%%

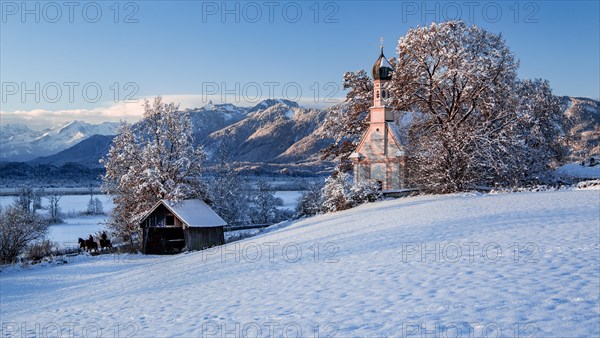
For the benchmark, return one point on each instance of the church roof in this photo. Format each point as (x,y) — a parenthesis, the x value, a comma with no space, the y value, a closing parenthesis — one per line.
(382,69)
(194,213)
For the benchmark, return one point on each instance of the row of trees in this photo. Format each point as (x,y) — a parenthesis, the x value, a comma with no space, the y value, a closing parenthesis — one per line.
(21,224)
(338,193)
(157,158)
(472,121)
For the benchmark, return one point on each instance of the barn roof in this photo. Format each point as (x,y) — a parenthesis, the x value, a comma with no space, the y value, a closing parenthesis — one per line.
(194,213)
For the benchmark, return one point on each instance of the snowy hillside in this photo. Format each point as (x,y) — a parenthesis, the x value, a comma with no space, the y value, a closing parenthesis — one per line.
(521,264)
(583,126)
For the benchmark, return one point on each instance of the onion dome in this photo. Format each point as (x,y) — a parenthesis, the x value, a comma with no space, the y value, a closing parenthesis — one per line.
(382,69)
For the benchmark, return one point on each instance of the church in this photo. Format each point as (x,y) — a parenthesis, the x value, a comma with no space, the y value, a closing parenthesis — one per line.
(379,155)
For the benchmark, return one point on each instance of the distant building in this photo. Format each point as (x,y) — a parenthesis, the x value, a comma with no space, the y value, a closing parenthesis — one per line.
(169,227)
(379,156)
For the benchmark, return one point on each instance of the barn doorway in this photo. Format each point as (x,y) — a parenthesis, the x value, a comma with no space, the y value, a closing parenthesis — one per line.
(163,240)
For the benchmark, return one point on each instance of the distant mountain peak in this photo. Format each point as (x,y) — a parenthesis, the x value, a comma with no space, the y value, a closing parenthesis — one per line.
(264,104)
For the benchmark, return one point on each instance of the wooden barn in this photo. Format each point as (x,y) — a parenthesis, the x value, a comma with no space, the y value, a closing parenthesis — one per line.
(170,227)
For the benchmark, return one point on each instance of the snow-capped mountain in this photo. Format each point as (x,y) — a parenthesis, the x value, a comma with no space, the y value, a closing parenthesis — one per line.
(20,143)
(583,126)
(265,135)
(273,131)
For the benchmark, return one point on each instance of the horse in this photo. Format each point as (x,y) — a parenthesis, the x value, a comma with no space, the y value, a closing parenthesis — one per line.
(105,243)
(81,242)
(90,244)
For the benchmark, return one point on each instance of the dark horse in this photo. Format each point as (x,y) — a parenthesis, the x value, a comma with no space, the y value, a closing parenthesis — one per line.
(88,244)
(105,243)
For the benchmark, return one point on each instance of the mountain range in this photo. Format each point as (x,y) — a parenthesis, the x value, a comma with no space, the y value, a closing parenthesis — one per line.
(20,143)
(273,131)
(279,132)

%%

- _WHAT IS BEING ASKED_
Please copy out the material above with every "in this photo" swapped for "in this image", keeping everything else the same. Leave the pictures out of your copy.

- _TASK RESULT_
For the benchmark, return one point on each instance of the church roof in this image. Format each point as (x,y) — a parenthesis, the x value, a comma with no space, the y value, a closing parenthesis — one per line.
(382,69)
(194,213)
For the benchmark, return one point on each instance of the row of trees in this image. Format each point as (x,y) — a parenthesis, the x value, a comma with no space, the y value, a closing parenthesis — one per line.
(21,224)
(338,193)
(157,158)
(472,121)
For the benchmark, return one point on each instance of the barn roof in this image. Format each point as (x,y) — a parenthesis, the x value, a comma with no space, the y value, a closing parenthesis — one per line.
(194,213)
For the benchmark, return one point on each instance of the snowy hillside in this image. Format each point as (x,y) — a parenthesis, the x value, a comma with no space, the y value, a closing parenthesis — one per line.
(521,264)
(583,126)
For the benchmark, return one point on each instance of the onion dome in this image. Format each point as (x,y) — a parenthesis, the x value, a comma with no space, the y value, a closing parenthesis — one per line.
(382,69)
For the benchmark, return one point on each instance of the church in this image. Format each point as (x,y) — a parenthesis, the x value, a comma with no space, the y value, a closing parenthesis — one per line.
(379,155)
For the benchmark, return one point on each instance of the distant building in this image. Format each point as (x,y) — a parenthesis, the x value, a comma with no space, the y value, a closing parenthesis — one per line.
(169,227)
(379,156)
For the benchmark, return one point on each instance of the barn doorway in this image. Format each point as (x,y) — a parenthesis, the x value, a comma with no space, the y value, a closing parenthesis — one per line.
(163,240)
For the benchmark, return one point on each instance of the distant mountain peak in this image. Format each point as (x,y) — a parenthesis, the x value, a comma with no space, the y value, a closing parenthesis — one per line.
(264,104)
For the benchmark, return one point on each instance of the wooden barn in this image. Format each point as (x,y) — a parenthesis, the x value, a comma with no space, the y value, a closing parenthesis — one per line.
(170,227)
For the benchmark, return one point on each instance of the snow-capped mountain in this image. Format each point as (x,y) — a parenthesis, the x value, a comma with no space, the y value, a closing parenthesis — one per line.
(20,143)
(583,126)
(265,135)
(273,131)
For the benchmark, return one point on each instance of the horse in this image. Format each point as (x,y) — a parenthesis, the x value, a comma with no space, the y value, a closing parenthesis — one per line.
(105,243)
(81,242)
(90,244)
For the benchmark, return one point on each instance of the dark horse in this image. Format each point as (x,y) — a parenthesis, the x value, a comma with no space, the y value, a closing parenthesis — one per line.
(88,244)
(105,243)
For the benchmark, return one point on each instance of the mountain range in this image. Format each point as (x,y) — a parenthesis, the x value, a comma with no space, the y value, a closing parenthesis — one per line.
(20,143)
(273,131)
(279,132)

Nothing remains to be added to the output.